Task objective:
Could you write out word for word the lines below, from the line containing "of the mirror" through the last line of the records, inclusive?

Location identification entries:
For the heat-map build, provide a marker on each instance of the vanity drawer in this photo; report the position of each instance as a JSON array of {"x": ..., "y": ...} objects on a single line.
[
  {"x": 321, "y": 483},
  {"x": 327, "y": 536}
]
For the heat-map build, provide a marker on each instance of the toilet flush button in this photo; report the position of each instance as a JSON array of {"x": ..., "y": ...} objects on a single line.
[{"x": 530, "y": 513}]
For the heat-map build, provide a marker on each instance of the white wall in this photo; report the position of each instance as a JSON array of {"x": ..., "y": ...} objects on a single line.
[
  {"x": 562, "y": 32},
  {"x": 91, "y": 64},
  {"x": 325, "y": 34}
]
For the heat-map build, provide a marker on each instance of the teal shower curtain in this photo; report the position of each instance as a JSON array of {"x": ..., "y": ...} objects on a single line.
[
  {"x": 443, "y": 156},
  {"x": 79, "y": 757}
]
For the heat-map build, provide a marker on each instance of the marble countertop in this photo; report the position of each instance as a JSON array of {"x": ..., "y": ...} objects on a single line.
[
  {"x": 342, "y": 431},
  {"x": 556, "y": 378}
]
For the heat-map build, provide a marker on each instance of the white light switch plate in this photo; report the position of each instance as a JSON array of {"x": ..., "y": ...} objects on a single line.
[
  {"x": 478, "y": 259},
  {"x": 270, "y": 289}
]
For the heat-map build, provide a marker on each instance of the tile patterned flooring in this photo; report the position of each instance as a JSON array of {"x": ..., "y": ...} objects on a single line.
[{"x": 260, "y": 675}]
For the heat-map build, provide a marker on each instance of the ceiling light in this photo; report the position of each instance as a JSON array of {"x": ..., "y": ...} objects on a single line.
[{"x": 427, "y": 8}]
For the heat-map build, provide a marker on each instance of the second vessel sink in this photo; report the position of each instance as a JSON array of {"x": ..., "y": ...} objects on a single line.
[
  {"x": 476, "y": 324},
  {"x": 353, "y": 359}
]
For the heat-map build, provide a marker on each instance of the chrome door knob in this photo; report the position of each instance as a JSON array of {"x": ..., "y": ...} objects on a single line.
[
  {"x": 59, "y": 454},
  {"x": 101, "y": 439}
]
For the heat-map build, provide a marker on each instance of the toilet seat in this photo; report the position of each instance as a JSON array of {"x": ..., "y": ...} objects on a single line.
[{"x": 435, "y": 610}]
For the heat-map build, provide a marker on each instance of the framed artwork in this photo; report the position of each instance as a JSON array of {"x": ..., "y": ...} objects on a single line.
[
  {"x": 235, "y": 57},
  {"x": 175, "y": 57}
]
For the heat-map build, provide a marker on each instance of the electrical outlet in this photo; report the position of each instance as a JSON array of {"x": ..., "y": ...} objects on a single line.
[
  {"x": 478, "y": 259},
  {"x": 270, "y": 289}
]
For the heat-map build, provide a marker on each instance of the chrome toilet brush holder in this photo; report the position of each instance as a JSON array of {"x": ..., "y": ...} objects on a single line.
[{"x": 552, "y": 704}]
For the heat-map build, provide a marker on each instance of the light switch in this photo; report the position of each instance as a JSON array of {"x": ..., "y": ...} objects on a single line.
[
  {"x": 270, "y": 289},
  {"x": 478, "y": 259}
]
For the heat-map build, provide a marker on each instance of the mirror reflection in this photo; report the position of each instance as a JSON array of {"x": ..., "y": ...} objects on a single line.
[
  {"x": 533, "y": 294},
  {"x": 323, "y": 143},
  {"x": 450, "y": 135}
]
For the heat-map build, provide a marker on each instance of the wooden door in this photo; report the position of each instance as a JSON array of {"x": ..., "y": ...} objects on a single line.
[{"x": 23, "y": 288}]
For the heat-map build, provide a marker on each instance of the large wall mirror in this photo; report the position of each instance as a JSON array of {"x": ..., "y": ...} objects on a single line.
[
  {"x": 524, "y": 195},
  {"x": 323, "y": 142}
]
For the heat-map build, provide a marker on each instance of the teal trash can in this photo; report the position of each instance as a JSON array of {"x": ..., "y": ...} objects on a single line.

Solution to this exercise:
For the heat-map build, provide a marker on each instance of the mirror reflection in this photo; report the position of each instance as a JSON array of {"x": ..., "y": ...} objects on a single line.
[
  {"x": 533, "y": 294},
  {"x": 323, "y": 143},
  {"x": 450, "y": 135}
]
For the heat-map build, provide a marker on each instance of the wooden door in this photo; report the position of each instance as a JSON array of {"x": ..., "y": ...} objects on a single line.
[{"x": 23, "y": 288}]
For the heat-map build, provide a marker on each instance of the large wall mirror in this photo; report the position of each instance as a JSON array of {"x": ..., "y": ...} objects on a single line.
[
  {"x": 524, "y": 195},
  {"x": 323, "y": 142}
]
For the heat-map build, provide a marker on each instance of the teal trash can in this photo; report the position of each instance as a JSON array of {"x": ..., "y": ...} objects on a single line.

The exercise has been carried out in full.